## INPUT ROWS:
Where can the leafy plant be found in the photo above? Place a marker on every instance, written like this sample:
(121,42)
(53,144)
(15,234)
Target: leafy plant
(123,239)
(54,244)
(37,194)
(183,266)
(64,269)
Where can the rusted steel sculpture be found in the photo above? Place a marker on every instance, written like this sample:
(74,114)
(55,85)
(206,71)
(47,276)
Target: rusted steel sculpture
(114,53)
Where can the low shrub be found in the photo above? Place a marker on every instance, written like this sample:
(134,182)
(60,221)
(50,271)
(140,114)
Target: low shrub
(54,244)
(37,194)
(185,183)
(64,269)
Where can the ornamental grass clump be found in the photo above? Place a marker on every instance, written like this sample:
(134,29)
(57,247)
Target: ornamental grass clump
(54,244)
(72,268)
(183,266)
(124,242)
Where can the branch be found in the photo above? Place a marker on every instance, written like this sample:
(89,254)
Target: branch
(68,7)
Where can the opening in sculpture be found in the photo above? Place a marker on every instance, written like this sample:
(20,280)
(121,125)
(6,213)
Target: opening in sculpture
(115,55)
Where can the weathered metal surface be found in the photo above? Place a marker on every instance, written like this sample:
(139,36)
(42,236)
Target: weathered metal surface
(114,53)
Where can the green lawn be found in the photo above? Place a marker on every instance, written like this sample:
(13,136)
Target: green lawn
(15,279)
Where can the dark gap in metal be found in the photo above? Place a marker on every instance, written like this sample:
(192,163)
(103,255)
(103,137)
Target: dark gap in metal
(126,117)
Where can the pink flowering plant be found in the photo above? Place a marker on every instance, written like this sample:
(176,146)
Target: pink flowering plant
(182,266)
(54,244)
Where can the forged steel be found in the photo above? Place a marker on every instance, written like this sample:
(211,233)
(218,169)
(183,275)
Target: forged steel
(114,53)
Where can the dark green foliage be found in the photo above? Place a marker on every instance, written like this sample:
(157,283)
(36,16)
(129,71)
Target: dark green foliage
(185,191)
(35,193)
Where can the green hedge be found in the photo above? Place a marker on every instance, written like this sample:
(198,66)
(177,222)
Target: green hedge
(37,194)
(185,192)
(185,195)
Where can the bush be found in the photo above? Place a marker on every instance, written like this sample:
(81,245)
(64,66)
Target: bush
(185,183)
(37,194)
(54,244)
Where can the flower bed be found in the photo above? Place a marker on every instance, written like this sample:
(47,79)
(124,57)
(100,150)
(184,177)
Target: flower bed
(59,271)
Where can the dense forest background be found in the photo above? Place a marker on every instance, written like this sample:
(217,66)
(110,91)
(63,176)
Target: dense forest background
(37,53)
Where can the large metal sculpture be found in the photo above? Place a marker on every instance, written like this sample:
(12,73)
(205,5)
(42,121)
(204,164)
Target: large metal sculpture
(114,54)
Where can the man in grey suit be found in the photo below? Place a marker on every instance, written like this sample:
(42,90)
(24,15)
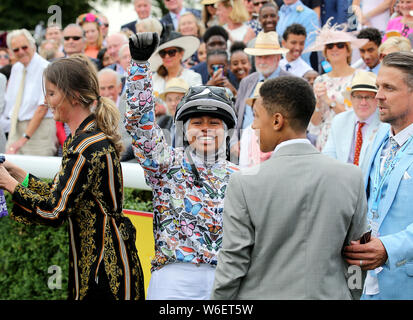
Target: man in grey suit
(267,53)
(286,221)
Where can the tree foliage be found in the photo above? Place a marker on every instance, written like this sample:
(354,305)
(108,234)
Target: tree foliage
(27,253)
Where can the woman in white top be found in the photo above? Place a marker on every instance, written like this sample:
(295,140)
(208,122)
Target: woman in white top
(374,13)
(233,15)
(166,62)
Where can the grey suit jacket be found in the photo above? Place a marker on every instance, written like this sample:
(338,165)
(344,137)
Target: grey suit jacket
(285,226)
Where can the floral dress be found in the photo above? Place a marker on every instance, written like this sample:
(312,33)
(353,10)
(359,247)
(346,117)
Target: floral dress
(335,90)
(187,222)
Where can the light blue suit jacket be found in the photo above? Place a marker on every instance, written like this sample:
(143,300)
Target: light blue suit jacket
(395,223)
(340,138)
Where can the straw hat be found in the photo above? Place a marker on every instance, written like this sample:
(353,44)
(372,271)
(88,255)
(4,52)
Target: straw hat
(362,81)
(266,44)
(334,34)
(256,95)
(177,85)
(189,44)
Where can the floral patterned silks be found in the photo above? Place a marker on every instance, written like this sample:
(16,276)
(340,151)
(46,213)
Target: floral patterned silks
(187,222)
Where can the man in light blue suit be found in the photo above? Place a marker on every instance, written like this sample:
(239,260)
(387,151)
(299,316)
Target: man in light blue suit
(352,132)
(294,11)
(389,254)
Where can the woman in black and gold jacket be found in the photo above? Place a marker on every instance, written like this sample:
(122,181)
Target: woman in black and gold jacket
(87,191)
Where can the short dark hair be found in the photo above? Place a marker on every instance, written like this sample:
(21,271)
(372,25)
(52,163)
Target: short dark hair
(403,61)
(296,29)
(372,34)
(215,31)
(280,95)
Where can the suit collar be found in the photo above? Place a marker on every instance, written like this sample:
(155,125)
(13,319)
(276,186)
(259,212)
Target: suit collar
(295,149)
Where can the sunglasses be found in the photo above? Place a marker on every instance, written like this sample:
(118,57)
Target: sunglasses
(24,48)
(360,97)
(339,45)
(170,52)
(76,38)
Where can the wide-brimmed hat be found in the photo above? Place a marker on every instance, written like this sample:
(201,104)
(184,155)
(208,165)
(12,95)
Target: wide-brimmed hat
(362,81)
(256,95)
(177,85)
(334,34)
(266,44)
(189,44)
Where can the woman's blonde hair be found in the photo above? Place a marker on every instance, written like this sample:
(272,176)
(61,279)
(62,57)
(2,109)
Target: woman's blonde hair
(77,78)
(400,43)
(239,13)
(201,28)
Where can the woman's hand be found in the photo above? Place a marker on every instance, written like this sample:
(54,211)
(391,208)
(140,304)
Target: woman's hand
(16,146)
(7,182)
(16,172)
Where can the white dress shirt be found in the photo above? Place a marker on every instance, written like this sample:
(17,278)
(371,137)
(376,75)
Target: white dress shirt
(33,94)
(288,142)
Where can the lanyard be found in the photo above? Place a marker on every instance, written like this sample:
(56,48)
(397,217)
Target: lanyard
(379,181)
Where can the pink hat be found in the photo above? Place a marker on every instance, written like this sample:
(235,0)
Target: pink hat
(334,34)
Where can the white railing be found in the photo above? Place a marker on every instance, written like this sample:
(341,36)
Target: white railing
(47,167)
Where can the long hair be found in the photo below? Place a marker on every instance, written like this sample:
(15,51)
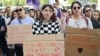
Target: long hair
(52,18)
(75,2)
(97,12)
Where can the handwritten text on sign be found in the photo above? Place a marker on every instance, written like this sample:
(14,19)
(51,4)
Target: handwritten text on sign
(44,48)
(18,33)
(81,41)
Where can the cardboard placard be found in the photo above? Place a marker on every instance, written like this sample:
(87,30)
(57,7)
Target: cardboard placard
(82,43)
(45,45)
(19,34)
(44,48)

## EXERCISE OBJECTIVE:
Rewrite the part of the material above that opens with the line containing "Where can the pink hat" and closes with the material's last line as a Markdown table with the columns Row and Line, numbering each line in order. Skip blank lines and leave the pictures out.

## TASK SOLUTION:
| Row | Line |
|---|---|
| 1 | Where can the pink hat be found in the photo above? Place a marker on every instance, written like this sample: |
| 2 | (235,0) |
| 3 | Target: pink hat |
| 4 | (334,34) |
| 5 | Where can the white railing be found in the photo above? Place a marker on every instance, written like this sample: |
| 6 | (341,36) |
| 7 | Target: white railing |
| 8 | (47,167) |
| 9 | Where can the long hair be found in the photo below? Place a marker on every instance, written like this sample: |
| 10 | (15,51) |
| 11 | Target: long hair |
| 12 | (52,18) |
| 13 | (75,2) |
| 14 | (97,12) |
| 15 | Where can the handwritten text on sign be found in the photo above? Place a marker on every instance, written like this sample: |
| 16 | (14,19) |
| 17 | (51,4) |
| 18 | Target: handwritten text on sign |
| 19 | (44,48) |
| 20 | (18,33) |
| 21 | (81,41) |
| 22 | Where can the cardboard placard be found in the photo above? Place a marker on every instance, written like this sample: |
| 23 | (87,30) |
| 24 | (57,7) |
| 25 | Target: cardboard placard |
| 26 | (82,43) |
| 27 | (45,45) |
| 28 | (19,34) |
| 29 | (44,48) |